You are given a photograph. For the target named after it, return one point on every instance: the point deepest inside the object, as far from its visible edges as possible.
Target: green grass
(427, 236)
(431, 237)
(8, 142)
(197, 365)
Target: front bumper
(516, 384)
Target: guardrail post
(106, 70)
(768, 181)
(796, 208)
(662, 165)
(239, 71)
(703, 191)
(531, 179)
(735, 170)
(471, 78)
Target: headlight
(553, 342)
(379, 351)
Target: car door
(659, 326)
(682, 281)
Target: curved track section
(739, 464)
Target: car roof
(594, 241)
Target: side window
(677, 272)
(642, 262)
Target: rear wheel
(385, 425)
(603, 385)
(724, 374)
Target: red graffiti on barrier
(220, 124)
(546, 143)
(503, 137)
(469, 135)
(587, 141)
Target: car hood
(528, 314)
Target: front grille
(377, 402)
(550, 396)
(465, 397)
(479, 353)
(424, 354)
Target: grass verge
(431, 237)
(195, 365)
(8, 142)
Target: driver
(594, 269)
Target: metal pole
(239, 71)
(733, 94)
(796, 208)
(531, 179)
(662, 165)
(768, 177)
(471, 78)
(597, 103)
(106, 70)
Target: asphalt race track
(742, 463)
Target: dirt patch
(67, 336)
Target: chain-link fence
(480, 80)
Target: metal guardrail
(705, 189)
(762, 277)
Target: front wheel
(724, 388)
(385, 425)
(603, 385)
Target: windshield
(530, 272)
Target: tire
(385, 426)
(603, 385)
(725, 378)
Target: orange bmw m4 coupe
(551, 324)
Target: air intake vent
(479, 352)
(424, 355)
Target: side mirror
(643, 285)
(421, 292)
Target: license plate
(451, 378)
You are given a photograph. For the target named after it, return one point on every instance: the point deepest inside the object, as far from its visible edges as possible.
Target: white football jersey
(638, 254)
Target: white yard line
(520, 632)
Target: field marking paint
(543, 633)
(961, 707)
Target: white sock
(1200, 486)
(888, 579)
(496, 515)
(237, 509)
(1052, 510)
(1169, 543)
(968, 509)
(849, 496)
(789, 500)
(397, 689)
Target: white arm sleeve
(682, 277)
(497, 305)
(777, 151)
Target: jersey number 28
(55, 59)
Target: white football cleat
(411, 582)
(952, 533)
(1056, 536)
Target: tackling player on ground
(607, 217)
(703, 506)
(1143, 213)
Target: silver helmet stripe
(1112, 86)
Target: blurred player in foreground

◇ ◇ ◇ ◇ ◇ ◇ ◇

● **Instructions for the task**: What is needed here is an exact reproduction of all the entries.

● **Final result**:
You are given a photograph. For the target named after it, return one point on every instance: the point deepest inside the object, as far from its visible edges as possible.
Target: green grass
(427, 236)
(431, 237)
(8, 142)
(197, 365)
Target: front bumper
(516, 384)
Target: guardrail post
(106, 70)
(768, 181)
(796, 208)
(662, 165)
(239, 71)
(703, 191)
(531, 179)
(735, 170)
(471, 78)
Target: headlight
(553, 342)
(379, 351)
Target: car door
(659, 326)
(682, 281)
Target: curved track section
(739, 464)
Target: car roof
(594, 241)
Target: side window
(677, 272)
(642, 262)
Target: rear wheel
(385, 425)
(603, 385)
(724, 374)
Target: red graffiti on barrier
(220, 124)
(546, 143)
(503, 137)
(469, 135)
(587, 141)
Target: car hood
(528, 314)
Target: front grille
(377, 402)
(550, 396)
(465, 397)
(479, 353)
(424, 354)
Target: grass verge
(431, 237)
(195, 365)
(8, 142)
Target: driver
(594, 269)
Target: metal pole
(239, 71)
(733, 94)
(796, 208)
(531, 179)
(662, 165)
(768, 177)
(471, 78)
(597, 103)
(106, 70)
Target: asphalt race track
(742, 463)
Target: dirt patch
(67, 336)
Target: chain-link fence
(480, 80)
Target: metal guardrail
(705, 189)
(762, 277)
Target: front wheel
(724, 388)
(385, 425)
(603, 385)
Target: windshield
(530, 272)
Target: tire
(385, 426)
(603, 385)
(725, 378)
Target: orange bmw m4 coupe
(551, 324)
Target: air intake vent
(479, 352)
(424, 355)
Target: side mirror
(643, 285)
(421, 292)
Target: license plate
(451, 378)
You are given a photograph. For the target named after it, return one point on every instance: the point deepest inside the object, as far from its visible edges as possible.
Target: white football jersey
(638, 254)
Target: white yard line
(520, 632)
Target: field marking paint
(543, 633)
(961, 707)
Target: white sock
(1200, 486)
(888, 579)
(496, 515)
(237, 509)
(1052, 510)
(1169, 543)
(968, 509)
(849, 496)
(789, 500)
(397, 689)
Target: white arm sleeve
(682, 277)
(497, 305)
(777, 151)
Target: jersey number 28
(55, 59)
Target: white football cleat
(411, 582)
(952, 533)
(1056, 536)
Target: tackling player on ground
(607, 217)
(703, 506)
(1143, 213)
Target: silver helmet stripe
(1112, 86)
Target: blurred player in foreground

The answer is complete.